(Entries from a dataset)
::::::::::

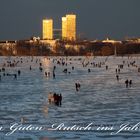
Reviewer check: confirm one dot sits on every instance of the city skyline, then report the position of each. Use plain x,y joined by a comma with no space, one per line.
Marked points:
96,19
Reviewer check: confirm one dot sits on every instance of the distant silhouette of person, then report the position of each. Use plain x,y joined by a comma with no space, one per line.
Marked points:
117,76
60,99
19,72
130,83
126,83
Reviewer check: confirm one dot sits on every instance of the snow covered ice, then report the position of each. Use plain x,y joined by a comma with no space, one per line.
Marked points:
101,99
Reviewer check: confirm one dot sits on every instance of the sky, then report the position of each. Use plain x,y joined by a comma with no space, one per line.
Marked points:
96,19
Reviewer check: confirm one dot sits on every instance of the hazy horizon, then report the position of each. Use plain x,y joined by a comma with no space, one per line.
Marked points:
96,19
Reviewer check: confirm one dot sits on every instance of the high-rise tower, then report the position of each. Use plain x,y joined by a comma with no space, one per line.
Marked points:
69,27
47,29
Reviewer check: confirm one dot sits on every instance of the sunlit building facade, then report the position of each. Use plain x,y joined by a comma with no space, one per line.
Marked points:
47,29
69,27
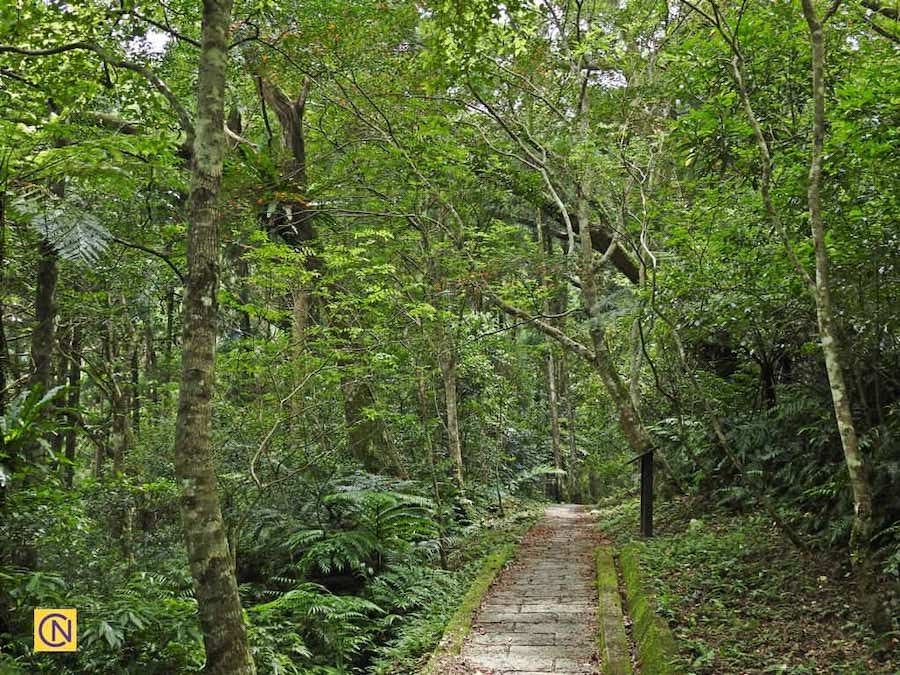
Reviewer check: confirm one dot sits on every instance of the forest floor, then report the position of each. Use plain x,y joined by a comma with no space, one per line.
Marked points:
540,614
741,599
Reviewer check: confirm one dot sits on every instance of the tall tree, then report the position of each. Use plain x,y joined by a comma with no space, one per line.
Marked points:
224,634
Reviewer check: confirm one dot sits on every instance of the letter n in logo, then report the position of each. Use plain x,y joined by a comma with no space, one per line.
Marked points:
55,630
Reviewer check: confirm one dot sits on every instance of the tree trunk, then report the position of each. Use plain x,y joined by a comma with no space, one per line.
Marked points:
860,480
566,392
363,433
857,466
4,347
629,420
224,634
72,402
135,390
43,337
447,363
555,437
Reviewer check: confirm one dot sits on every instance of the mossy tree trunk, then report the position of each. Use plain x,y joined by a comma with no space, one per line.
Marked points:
224,634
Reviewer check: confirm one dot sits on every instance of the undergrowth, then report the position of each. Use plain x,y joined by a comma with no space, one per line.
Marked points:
740,598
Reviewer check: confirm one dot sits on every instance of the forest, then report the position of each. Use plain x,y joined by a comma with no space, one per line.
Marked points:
310,309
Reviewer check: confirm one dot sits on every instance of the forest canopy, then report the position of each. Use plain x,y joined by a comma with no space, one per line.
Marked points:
303,302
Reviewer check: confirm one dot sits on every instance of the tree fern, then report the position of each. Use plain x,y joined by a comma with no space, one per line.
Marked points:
72,231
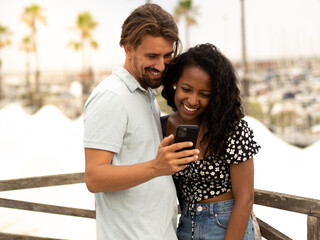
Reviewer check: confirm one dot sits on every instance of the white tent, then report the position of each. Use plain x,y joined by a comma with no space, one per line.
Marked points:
49,143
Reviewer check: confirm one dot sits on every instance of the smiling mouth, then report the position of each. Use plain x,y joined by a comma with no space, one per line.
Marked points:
189,109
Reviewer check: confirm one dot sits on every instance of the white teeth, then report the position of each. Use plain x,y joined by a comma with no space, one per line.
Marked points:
155,73
189,109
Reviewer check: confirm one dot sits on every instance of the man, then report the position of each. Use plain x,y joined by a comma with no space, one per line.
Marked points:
127,166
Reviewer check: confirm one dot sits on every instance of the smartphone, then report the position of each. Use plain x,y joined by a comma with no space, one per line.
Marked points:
186,133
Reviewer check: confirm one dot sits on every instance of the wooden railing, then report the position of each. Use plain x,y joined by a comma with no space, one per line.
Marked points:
307,206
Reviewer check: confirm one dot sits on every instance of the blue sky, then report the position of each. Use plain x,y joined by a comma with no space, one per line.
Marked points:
275,29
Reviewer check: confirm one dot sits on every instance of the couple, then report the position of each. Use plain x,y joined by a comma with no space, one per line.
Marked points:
136,175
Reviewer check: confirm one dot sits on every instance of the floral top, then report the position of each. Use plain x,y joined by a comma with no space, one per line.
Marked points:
210,176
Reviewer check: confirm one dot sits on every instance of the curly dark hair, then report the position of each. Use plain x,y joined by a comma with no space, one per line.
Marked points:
149,19
224,109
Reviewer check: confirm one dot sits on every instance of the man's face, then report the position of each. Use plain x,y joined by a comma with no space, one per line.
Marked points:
148,61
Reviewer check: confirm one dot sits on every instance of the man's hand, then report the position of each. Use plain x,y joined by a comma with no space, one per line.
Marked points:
168,161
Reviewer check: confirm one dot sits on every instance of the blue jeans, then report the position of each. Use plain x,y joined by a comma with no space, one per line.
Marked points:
210,222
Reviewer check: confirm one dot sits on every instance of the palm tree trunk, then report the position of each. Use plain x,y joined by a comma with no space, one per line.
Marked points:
28,85
1,89
245,80
38,99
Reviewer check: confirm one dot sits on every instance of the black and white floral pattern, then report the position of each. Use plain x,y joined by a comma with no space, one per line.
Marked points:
210,177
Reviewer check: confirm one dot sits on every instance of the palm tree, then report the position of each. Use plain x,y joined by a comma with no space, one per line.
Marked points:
26,45
4,41
31,16
189,13
84,25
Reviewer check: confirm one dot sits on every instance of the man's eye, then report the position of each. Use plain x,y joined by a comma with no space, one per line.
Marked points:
185,89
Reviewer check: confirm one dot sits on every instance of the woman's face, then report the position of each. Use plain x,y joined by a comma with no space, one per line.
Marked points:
193,93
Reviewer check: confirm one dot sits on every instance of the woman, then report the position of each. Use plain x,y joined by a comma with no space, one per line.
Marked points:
215,193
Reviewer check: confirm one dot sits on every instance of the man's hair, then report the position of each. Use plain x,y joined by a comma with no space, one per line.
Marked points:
149,19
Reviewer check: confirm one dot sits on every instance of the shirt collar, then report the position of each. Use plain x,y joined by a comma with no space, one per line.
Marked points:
131,83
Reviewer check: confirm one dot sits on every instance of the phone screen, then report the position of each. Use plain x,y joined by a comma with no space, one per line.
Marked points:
186,133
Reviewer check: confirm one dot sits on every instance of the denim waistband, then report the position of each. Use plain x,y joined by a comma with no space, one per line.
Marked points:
209,208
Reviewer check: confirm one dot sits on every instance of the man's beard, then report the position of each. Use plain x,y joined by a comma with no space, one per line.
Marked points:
144,79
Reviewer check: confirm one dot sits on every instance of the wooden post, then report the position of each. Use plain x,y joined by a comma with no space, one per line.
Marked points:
313,225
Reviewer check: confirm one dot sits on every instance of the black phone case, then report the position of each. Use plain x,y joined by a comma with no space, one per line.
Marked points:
186,133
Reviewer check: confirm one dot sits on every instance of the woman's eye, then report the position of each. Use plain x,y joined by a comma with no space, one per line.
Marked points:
185,89
205,95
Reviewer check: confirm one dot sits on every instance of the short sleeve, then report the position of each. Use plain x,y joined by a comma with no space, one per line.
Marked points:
241,145
105,121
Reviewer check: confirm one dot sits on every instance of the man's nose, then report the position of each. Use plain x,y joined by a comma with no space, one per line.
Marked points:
160,65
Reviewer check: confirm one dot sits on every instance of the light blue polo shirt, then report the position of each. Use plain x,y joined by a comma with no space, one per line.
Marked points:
122,117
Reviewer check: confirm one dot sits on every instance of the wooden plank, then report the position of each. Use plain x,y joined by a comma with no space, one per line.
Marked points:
288,202
268,232
38,207
11,236
44,181
313,224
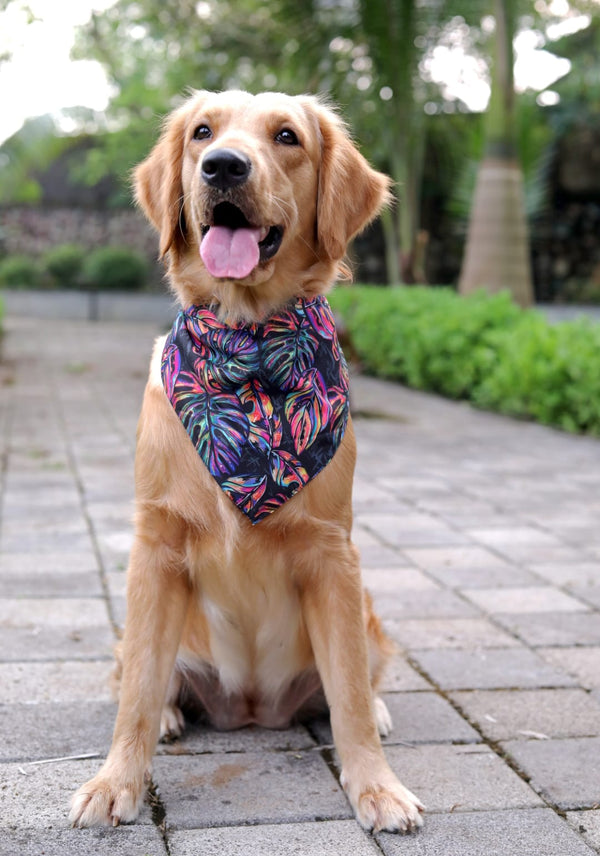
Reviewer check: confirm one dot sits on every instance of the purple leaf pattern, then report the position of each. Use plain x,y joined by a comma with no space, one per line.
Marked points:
307,410
291,343
265,405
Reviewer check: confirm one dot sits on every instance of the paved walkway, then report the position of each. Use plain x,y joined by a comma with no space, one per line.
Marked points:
480,539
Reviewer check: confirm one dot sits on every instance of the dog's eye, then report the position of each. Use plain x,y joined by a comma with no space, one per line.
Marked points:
202,132
287,137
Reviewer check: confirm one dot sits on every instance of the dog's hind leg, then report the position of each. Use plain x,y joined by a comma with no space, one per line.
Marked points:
333,611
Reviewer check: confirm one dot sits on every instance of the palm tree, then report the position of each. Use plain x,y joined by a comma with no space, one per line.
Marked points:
497,251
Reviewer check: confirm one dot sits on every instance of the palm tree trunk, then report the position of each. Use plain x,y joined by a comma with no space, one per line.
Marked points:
497,255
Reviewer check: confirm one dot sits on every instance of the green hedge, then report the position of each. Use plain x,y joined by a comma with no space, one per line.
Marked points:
483,348
72,266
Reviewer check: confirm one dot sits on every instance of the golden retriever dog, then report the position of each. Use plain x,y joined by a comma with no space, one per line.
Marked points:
251,607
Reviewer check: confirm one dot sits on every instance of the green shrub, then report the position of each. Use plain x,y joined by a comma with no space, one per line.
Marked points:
64,263
20,272
482,347
115,269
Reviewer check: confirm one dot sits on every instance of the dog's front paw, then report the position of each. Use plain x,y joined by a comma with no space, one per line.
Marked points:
105,802
384,805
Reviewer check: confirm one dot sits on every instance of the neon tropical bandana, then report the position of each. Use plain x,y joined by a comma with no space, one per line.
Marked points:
265,405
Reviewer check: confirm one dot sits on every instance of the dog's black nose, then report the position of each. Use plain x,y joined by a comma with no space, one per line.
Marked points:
225,168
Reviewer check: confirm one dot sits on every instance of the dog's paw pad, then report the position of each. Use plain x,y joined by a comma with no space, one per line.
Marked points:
100,803
386,807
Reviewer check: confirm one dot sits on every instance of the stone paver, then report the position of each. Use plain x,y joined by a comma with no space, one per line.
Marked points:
538,714
480,545
566,772
329,838
248,787
510,833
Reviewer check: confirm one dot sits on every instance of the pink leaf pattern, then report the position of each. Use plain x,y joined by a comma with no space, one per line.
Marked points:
265,405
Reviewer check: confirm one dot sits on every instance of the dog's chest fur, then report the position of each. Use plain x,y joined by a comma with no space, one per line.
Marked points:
245,651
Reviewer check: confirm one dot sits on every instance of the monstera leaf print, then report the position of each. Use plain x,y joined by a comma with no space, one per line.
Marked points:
245,491
338,401
290,347
286,470
259,410
320,316
268,506
218,427
307,410
171,366
233,357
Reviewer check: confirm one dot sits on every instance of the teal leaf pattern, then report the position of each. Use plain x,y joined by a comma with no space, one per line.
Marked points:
265,405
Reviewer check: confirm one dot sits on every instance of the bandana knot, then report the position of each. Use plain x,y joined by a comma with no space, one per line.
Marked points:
265,405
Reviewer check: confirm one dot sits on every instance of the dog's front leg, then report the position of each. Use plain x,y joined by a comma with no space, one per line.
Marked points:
333,612
157,595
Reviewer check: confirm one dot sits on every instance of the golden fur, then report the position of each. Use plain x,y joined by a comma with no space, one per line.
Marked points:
250,622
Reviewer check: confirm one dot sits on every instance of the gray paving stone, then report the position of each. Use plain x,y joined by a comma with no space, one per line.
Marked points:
423,717
554,628
53,612
460,778
47,562
530,599
582,663
274,787
587,824
123,841
71,681
329,838
414,530
55,730
47,584
524,832
52,643
38,796
569,575
522,714
566,772
399,676
589,594
490,669
415,604
467,633
469,567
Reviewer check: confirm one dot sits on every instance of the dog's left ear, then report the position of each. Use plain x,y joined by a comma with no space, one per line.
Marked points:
158,186
351,192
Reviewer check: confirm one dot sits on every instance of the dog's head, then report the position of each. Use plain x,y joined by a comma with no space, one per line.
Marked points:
255,198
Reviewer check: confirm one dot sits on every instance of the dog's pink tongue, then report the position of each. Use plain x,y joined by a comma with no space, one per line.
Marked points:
230,253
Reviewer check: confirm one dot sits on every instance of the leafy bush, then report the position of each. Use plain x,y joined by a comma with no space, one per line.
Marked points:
483,348
64,263
20,272
115,269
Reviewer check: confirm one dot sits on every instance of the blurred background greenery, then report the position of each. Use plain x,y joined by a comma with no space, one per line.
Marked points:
500,192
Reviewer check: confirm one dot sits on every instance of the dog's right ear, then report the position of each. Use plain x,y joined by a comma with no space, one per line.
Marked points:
158,185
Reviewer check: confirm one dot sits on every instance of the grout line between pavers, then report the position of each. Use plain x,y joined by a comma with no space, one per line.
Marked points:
74,469
494,746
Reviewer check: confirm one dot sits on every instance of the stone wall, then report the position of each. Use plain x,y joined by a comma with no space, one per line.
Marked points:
32,231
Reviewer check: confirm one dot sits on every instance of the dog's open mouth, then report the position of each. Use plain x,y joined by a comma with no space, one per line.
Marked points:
231,247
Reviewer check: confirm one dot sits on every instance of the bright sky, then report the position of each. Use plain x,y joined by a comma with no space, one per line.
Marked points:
40,78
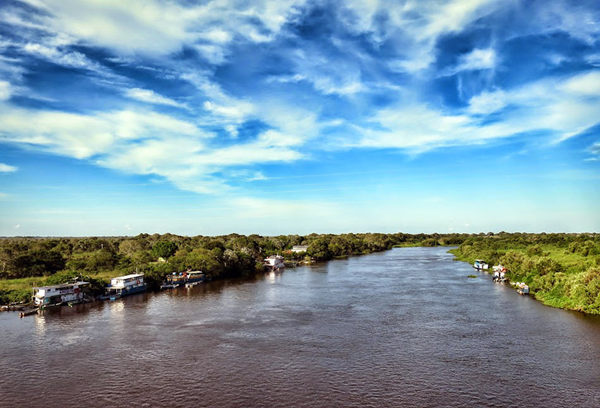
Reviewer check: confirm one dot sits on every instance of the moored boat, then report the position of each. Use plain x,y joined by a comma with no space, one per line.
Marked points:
124,285
176,280
57,295
275,262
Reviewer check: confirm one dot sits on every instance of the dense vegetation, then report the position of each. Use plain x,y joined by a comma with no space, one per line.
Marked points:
562,270
26,261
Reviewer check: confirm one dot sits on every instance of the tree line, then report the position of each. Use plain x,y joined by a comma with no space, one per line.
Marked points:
562,270
230,255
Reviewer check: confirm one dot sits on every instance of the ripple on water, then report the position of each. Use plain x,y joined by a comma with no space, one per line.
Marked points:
399,328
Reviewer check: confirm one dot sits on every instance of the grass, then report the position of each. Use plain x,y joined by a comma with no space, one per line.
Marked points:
20,290
564,274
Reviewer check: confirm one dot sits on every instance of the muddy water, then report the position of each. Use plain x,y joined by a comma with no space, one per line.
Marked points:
405,327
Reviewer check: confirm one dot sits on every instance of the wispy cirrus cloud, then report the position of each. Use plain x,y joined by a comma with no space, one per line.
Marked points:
5,168
563,107
146,95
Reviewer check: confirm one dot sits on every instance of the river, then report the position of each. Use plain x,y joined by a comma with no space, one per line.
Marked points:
405,327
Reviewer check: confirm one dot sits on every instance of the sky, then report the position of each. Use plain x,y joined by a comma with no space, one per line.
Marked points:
292,116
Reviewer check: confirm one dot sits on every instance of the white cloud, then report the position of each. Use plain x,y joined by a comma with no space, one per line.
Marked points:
585,84
149,96
413,28
71,59
4,90
487,102
559,106
156,27
5,168
140,142
477,59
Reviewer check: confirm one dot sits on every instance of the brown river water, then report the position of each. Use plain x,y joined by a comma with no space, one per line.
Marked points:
402,328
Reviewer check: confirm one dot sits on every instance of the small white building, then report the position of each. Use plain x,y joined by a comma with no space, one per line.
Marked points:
299,248
275,262
126,285
59,294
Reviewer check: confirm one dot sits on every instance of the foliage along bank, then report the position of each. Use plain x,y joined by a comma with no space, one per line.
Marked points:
562,270
29,261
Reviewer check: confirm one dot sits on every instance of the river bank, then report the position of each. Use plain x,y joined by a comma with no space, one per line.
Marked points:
561,270
404,327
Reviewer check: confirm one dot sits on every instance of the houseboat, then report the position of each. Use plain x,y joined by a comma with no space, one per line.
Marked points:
275,262
522,288
182,278
48,296
125,285
499,273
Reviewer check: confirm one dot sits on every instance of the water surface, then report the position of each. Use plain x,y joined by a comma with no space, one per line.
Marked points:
405,327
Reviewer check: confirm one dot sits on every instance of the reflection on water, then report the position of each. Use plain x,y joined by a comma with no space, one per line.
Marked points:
405,327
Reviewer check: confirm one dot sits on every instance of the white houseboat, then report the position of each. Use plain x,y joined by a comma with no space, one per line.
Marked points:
274,262
46,296
187,278
125,285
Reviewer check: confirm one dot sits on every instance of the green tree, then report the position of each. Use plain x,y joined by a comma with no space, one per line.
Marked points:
164,249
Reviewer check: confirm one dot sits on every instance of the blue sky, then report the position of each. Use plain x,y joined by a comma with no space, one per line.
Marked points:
284,117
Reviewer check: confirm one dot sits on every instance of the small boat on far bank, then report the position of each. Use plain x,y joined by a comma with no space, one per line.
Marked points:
499,273
275,262
186,278
124,286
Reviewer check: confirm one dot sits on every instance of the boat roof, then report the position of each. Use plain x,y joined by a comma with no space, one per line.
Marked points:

::::::::::

**Given problem**: Nothing but the lines from the one with "of the water" through the end of the data above should be repeated, each exactly as it stands.

**Expected answer**:
Reviewer check: confirm one dot sits on every instance of the water surface, then report the position of each. Use plain x,y joined by a comma with no space, one per line.
Marked points:
405,327
Reviewer check: confirm one dot sits on every instance of the reflection on water, then report the position of each. Use plain x,y joined by a comma with no space, one per line.
Marked points:
405,327
Reviewer check: confirm one dot sits on every instance of the white houseboat, then report the position of each. Use plain x,y joined by a comma with no space, one per line.
Marked points:
274,262
46,296
187,278
125,285
Reviewer check: confirm one dot sits on every instance of the green tree, then report the position of each. Use plain x,y joined by a comma with no space, one per line.
Marked points:
164,249
Reviewer check: confirm one dot sits on every instance of the blue sky, then report the position of each. Use plain x,y joined by a comma with no space, one per line.
Marked points:
284,117
Reviewer check: confirm one dot sits on every instance of the small boat on far bank, then report the position of each. Use plain x,y joined by a comma with no space, one per line.
Marked points:
499,273
275,262
186,278
124,286
Reviewer check: confirm one dot sits on every instance of the boat roof, then report the position of each. Use plain x,y joined by a comma with no space, one per line.
Marked points:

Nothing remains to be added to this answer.